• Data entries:
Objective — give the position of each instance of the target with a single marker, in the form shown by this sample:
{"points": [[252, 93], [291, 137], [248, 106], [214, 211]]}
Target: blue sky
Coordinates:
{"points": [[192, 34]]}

• EXERCISE: Retype all of the data above line for line, without changing a single character.

• SOLUTION TO THIS EXERCISE:
Objective — give the position of each instance of the target with a single marker, in the form shown by this sample:
{"points": [[252, 93], [291, 137], [248, 106], [214, 211]]}
Target: blue sky
Coordinates:
{"points": [[192, 34]]}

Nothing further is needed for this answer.